» **What needs to be done**:
Return the lines from the one containing "of the black" to the end of the material, both end lines included, exactly and with nothing else.

» **Given data**:

○ ○ ○

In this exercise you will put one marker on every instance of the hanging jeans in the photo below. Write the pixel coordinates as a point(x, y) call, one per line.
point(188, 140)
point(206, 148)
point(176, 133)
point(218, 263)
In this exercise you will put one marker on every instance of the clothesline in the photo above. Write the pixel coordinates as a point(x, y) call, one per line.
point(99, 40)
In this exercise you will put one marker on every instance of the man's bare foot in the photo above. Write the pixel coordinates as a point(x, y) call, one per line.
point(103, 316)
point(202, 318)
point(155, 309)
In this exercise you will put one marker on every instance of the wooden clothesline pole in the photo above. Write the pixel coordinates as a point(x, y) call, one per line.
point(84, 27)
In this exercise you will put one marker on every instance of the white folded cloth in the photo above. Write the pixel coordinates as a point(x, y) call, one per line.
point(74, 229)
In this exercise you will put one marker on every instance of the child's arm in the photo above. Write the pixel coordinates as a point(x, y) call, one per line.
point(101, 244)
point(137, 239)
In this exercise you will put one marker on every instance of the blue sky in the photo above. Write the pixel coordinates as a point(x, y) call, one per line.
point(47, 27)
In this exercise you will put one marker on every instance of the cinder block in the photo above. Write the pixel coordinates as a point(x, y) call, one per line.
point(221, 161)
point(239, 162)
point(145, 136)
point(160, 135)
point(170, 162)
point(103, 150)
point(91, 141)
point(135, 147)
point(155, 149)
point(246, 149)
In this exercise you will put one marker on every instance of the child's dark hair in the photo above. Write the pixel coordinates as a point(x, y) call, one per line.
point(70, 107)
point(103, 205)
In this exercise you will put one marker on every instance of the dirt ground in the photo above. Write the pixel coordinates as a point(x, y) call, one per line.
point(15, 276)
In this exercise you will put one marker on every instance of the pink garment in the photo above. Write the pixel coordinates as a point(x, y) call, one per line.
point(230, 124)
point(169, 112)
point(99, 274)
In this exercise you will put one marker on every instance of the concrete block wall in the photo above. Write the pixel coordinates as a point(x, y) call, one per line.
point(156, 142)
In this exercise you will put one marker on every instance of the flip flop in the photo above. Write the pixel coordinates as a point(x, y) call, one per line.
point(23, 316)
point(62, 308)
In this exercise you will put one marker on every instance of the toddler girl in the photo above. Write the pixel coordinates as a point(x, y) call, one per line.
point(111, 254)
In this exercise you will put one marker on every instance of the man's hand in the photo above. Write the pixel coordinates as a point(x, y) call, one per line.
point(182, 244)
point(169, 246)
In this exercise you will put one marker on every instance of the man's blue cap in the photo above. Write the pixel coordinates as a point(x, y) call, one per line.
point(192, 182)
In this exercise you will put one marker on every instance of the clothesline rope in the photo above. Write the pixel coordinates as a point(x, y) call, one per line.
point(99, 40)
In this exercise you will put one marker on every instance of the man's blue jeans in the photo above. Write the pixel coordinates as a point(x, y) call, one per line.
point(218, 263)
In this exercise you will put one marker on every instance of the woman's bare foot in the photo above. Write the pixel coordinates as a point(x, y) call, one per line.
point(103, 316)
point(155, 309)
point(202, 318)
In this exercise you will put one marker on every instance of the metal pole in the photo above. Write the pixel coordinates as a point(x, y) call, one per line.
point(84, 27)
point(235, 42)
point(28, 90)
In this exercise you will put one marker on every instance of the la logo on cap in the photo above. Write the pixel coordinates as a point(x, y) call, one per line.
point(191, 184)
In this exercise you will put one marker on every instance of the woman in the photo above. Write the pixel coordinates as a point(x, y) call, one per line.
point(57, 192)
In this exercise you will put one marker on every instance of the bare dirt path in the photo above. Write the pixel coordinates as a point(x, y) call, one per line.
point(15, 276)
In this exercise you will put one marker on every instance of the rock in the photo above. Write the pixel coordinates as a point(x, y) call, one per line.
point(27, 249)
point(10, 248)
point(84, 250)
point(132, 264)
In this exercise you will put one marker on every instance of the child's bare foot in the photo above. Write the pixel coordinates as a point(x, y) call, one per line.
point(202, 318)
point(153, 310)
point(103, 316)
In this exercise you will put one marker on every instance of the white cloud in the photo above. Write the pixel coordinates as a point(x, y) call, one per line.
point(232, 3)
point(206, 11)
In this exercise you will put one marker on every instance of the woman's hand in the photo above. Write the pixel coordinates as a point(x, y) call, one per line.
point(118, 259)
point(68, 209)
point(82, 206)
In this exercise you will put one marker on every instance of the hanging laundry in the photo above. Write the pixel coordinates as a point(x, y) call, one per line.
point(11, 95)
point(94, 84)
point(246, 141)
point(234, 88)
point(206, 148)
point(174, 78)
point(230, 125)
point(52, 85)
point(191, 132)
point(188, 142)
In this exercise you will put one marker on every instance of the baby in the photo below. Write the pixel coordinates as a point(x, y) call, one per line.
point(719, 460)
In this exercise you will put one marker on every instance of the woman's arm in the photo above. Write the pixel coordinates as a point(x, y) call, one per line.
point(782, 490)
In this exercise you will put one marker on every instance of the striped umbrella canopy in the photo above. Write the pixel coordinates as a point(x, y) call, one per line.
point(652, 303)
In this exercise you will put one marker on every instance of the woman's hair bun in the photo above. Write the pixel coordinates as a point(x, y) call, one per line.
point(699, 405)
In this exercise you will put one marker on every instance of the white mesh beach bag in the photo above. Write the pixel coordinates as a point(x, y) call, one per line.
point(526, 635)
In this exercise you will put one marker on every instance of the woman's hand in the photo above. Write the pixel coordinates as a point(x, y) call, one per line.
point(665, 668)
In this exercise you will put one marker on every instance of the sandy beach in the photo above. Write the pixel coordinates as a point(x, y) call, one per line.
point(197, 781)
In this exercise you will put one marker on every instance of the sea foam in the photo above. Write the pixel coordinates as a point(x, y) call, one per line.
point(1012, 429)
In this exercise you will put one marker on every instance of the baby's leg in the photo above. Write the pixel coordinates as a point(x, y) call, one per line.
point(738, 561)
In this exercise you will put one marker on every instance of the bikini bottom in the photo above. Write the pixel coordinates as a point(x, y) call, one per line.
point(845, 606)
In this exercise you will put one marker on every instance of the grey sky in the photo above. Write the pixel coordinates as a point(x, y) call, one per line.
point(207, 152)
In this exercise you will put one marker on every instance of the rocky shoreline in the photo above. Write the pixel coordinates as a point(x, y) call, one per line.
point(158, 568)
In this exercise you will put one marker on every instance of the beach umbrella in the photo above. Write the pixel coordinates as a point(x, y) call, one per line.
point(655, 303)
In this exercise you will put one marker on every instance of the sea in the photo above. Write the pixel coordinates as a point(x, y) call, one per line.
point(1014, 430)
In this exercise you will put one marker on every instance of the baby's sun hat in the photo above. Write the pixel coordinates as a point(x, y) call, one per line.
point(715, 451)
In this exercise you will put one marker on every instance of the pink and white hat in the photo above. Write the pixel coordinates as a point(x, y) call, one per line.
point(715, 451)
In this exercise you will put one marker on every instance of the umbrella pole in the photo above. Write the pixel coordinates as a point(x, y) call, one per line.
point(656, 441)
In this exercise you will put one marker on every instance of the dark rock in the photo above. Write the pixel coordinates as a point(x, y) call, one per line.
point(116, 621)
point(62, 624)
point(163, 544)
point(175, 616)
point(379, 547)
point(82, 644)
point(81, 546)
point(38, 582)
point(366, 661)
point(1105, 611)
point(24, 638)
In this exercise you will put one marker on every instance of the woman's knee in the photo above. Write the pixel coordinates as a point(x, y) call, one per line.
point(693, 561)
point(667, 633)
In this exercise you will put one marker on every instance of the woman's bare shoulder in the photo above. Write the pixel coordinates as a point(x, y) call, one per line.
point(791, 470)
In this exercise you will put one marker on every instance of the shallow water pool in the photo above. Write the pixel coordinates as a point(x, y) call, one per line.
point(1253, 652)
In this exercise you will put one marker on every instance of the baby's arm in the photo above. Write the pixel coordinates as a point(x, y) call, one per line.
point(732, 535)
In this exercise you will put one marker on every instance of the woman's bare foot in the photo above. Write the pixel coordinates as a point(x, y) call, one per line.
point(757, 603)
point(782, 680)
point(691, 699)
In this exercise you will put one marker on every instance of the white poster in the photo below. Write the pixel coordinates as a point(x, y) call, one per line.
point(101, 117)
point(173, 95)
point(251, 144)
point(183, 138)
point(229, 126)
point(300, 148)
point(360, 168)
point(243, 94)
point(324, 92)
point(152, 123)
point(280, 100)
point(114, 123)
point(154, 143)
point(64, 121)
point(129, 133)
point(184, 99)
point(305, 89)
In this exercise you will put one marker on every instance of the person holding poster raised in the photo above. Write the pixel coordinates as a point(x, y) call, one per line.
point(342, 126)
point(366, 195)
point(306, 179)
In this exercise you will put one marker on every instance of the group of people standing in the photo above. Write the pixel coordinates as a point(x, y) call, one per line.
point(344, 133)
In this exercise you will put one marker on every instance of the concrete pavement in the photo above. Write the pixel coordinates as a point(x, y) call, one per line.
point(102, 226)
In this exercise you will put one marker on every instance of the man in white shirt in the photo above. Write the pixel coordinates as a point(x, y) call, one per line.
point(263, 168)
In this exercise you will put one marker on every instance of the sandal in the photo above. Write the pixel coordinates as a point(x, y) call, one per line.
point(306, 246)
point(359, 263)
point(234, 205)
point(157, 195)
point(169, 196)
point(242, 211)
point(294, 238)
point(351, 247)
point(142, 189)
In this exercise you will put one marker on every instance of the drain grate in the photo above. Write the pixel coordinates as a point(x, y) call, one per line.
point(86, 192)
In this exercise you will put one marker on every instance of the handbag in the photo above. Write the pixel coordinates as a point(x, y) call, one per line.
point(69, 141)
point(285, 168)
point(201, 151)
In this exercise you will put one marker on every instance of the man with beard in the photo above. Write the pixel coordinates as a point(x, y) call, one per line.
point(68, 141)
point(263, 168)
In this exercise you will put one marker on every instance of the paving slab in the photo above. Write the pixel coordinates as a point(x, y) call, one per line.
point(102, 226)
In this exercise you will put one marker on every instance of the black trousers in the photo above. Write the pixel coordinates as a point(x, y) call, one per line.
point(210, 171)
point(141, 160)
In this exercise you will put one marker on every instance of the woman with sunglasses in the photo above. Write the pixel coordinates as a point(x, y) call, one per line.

○ ○ ○

» **Exercise solution**:
In this exercise you will put one marker on every instance of the black trousers in the photo above. Write the pixel coordinates as a point(x, y) call, one per line.
point(210, 171)
point(141, 160)
In this exercise you will put one marker on every instance of the woman with sunglasses in the photo above. Write the pixel coordinates as a point(x, y) call, one per line.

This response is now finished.